*やること 1*. リストのうち、「of the pink」がある行から「<point>397,647</point>」がある行までを、「pink」だけを「blue」に置き換えて書き直してください。

*元の文章*.
このときの私は、この説明は一見私の質問と関係ないように見えるけど、
きっとそれは私の理解が足りてないだけで、
関係のあることなのだろうと思っていた。
技術指導者の人が一通り説明をし終えて帰ってしまった後、一人でもう一度考え直し、
それでもやっぱり理解できないので、もう一度聞きに行く。
そしてまたまったく違う説明を受けて、その意味を一人で考えて、
やっぱりGradleとAppiumの連携ができないので、聞きに行く。
そんなことを繰り返していた。
私が、自分の認識の間違いに気づいたのは、質問しやすいようにと、
彼の隣のデスクに移動させてもらえたときだった。
「Android Studioと、Gradleと、Appiumの連携の情報ならあるけど、eclipseはない」*3
と言ったら、見せてくれ、そのURLを送ってくれ、と言われた。
そこではじめて、彼もGradleとAppiumの連携の方法がわからないんだ、とわかった。
そうだ、彼だってわかってたわけではなかった。
だから、質問しても答えがわかるわけがない。
彼自身も、きっと、自分自身だってできるかどうかわからない仕事を、
言われるがままにマラーティー語*4も話せない小娘に指導しなければいけなくなって、困っていたのだろう。
つまり、私は、本当に自分自身の力でフレームワークを作る仕事を任されていたのだ。

*リストの抜粋*.
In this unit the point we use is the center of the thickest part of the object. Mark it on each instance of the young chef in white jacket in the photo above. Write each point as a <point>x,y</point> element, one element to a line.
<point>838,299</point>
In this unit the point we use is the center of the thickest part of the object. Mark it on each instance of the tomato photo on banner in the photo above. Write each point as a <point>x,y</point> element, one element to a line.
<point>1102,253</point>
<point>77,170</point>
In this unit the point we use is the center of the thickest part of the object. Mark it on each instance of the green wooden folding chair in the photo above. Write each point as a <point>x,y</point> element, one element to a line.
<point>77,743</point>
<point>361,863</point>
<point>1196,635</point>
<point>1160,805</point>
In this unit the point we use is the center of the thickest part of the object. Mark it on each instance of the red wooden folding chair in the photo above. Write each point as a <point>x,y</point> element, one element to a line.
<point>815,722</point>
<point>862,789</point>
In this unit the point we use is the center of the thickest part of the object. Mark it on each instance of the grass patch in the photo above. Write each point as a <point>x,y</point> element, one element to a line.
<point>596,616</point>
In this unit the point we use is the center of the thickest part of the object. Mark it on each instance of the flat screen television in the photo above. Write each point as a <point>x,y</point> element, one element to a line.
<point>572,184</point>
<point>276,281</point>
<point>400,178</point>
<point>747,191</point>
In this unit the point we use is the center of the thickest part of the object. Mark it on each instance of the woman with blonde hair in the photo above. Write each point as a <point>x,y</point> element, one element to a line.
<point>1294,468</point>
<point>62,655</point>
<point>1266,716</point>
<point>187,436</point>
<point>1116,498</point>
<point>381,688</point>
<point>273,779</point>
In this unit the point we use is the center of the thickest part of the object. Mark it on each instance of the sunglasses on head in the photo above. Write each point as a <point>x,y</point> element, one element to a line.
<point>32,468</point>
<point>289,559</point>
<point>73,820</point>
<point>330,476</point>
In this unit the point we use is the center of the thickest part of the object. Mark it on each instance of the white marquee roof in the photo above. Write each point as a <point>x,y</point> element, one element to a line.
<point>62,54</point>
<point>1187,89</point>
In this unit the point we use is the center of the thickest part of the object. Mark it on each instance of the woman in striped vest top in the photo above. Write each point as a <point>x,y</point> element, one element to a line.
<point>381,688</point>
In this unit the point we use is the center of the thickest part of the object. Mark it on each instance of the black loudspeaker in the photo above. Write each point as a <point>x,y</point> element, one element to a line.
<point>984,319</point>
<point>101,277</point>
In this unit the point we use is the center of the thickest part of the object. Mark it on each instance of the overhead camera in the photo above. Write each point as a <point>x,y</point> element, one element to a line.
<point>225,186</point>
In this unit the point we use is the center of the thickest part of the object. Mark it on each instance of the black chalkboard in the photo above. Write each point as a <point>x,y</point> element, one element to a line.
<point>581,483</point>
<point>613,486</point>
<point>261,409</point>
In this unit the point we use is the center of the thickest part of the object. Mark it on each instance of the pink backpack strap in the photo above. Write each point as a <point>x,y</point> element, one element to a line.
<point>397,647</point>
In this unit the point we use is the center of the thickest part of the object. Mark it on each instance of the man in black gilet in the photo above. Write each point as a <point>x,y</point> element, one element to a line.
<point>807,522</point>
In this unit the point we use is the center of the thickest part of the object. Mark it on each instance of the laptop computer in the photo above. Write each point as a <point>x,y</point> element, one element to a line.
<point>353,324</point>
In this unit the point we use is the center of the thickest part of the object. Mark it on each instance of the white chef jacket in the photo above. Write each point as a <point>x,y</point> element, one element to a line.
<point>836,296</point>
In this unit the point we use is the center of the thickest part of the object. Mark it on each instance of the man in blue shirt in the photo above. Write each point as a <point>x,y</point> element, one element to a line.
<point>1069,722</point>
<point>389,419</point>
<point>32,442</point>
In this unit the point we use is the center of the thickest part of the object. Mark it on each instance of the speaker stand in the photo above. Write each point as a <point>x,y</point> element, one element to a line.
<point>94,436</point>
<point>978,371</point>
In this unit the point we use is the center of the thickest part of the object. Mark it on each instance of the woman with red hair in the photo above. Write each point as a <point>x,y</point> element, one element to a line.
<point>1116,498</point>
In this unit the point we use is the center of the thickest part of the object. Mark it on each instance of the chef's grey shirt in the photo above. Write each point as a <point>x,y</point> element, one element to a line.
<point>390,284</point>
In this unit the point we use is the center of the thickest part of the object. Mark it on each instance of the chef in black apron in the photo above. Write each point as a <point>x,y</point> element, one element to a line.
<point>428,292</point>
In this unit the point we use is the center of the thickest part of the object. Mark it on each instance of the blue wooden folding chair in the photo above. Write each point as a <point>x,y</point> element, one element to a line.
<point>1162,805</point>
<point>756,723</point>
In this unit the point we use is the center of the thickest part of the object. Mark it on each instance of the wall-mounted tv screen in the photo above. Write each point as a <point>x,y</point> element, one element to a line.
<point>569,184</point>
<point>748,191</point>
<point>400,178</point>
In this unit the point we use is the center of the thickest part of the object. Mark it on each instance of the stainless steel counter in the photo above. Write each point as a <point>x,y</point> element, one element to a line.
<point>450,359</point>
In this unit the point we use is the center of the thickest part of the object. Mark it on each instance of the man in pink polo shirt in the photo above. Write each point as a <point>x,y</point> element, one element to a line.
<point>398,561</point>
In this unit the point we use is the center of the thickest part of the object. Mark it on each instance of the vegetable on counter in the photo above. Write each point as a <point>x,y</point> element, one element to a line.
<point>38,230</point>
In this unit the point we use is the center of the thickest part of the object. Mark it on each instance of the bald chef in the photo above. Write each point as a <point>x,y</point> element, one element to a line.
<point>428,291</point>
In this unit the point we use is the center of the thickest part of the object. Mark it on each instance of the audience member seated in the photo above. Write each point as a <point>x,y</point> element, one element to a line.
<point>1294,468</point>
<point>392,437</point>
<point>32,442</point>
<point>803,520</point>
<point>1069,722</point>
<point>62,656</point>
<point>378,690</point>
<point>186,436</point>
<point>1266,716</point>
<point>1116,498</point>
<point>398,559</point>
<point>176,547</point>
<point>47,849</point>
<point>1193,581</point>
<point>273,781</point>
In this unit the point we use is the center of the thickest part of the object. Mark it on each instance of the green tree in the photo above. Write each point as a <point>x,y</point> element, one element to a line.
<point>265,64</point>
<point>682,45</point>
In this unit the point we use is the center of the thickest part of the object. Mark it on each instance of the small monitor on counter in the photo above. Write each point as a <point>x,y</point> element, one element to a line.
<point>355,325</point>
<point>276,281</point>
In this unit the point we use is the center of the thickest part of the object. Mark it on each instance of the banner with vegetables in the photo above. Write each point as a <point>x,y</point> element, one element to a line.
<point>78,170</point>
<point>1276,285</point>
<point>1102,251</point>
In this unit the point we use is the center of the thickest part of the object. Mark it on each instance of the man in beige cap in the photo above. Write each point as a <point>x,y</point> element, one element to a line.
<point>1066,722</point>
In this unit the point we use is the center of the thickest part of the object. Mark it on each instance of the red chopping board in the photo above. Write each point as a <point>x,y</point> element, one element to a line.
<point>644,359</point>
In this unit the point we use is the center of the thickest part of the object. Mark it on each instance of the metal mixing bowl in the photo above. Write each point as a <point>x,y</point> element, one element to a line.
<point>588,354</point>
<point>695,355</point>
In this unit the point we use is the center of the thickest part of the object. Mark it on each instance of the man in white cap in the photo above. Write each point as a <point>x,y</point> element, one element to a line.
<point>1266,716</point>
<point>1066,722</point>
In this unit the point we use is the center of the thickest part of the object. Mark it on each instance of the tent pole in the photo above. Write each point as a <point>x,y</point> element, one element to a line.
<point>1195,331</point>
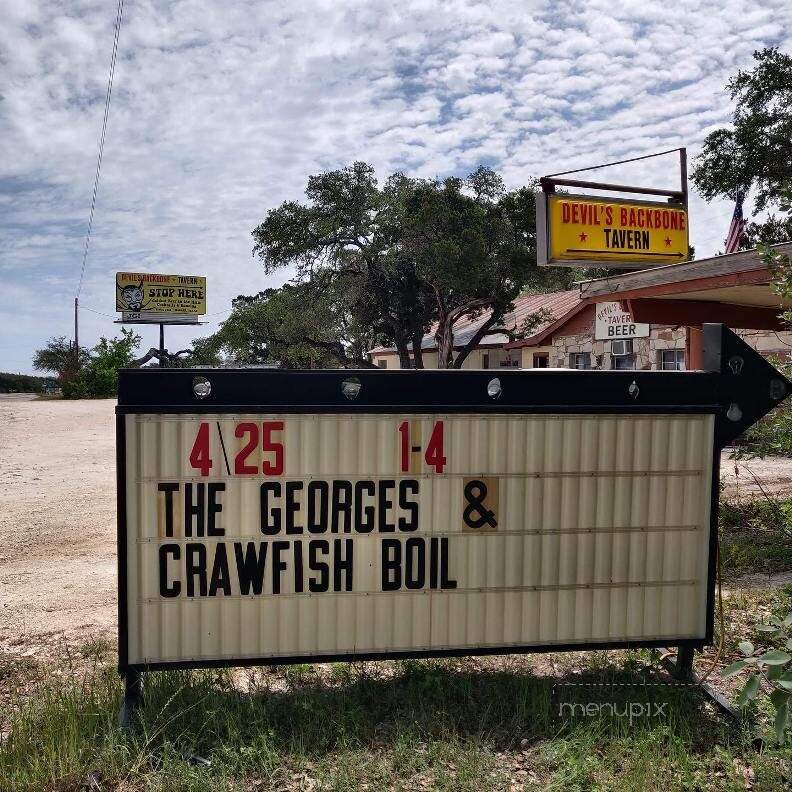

*やること 2*. 技術指導者に質問を繰り返した話を、2文でまとめてください。

*作業の結果 1*.
In this unit the point we use is the center of the thickest part of the object. Mark it on each instance of the blue backpack strap in the photo above. Write each point as a <point>x,y</point> element, one element to a line.
<point>397,647</point>

*作業の結果 2*. 私は技術指導者の説明がわからず、GradleとAppiumをつなぐ方法について何度も聞きに行っていた。しかし彼の隣の席に移ったとき、彼もその方法を知らないことに気づき、自分が本当に自分の力でフレームワークを作る仕事を任されていたのだとわかった。